What the task requires: Retype the lines in the records below word for word, starting with the line that contains "above contains orange-lit" and ending after the line that contains "78, 134, 526, 350".

Record excerpts:
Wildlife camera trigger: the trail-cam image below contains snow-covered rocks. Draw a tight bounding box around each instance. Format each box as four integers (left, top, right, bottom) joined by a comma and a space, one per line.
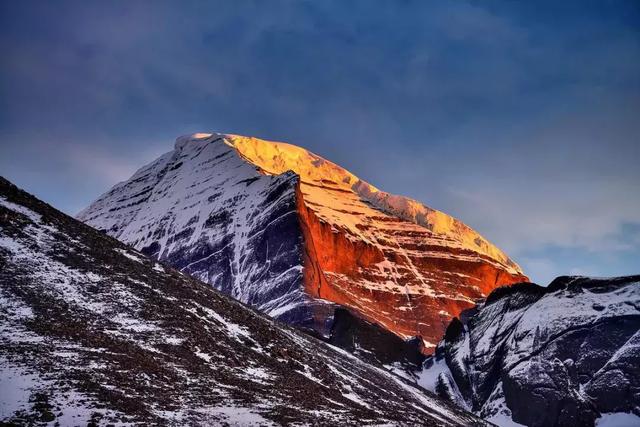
78, 133, 527, 351
0, 178, 483, 426
419, 276, 640, 426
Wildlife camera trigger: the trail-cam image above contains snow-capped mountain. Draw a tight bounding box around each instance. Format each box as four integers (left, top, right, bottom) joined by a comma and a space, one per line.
419, 276, 640, 427
78, 134, 527, 351
0, 178, 484, 426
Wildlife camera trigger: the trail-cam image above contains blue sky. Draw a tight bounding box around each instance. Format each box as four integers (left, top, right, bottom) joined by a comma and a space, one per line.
0, 0, 640, 284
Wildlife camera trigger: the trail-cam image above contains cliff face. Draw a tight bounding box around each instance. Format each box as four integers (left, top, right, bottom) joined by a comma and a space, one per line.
0, 177, 485, 426
418, 276, 640, 427
78, 134, 527, 351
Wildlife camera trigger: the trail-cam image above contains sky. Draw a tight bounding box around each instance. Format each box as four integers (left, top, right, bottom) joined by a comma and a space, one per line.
0, 0, 640, 284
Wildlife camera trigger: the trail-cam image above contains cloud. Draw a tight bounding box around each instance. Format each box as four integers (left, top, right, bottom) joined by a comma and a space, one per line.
0, 1, 640, 282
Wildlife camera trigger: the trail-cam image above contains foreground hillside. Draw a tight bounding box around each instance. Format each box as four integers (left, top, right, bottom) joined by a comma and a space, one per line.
419, 276, 640, 427
0, 178, 482, 425
78, 134, 527, 352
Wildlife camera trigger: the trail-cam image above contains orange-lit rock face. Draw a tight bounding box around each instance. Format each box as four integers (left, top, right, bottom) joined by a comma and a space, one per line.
227, 136, 528, 351
78, 134, 526, 350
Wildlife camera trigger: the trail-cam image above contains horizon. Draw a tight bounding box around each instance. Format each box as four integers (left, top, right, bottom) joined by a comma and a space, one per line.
0, 1, 640, 285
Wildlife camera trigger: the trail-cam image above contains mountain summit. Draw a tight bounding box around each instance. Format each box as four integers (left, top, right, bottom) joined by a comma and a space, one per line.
78, 133, 528, 351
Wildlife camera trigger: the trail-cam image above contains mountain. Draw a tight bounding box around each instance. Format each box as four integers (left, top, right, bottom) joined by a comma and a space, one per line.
0, 178, 484, 425
78, 134, 527, 352
419, 276, 640, 427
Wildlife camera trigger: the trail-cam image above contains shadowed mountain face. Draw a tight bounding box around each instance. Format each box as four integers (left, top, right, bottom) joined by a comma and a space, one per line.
0, 178, 482, 425
419, 276, 640, 427
78, 134, 527, 352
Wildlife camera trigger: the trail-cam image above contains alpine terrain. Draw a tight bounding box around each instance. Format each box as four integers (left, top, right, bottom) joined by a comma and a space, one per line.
418, 276, 640, 427
0, 176, 484, 425
78, 134, 528, 353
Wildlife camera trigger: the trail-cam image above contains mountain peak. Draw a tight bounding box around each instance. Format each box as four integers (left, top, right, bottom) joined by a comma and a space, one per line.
174, 132, 219, 150
78, 133, 528, 349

Task answer:
Wildlife camera trigger: the trail-cam image above contains orange-lit rock face. Draw a tight bounding box around each instance. Format each box as four integers (left, top, right, bottom) joined by a comma and a space, one per line.
227, 136, 528, 351
78, 134, 526, 350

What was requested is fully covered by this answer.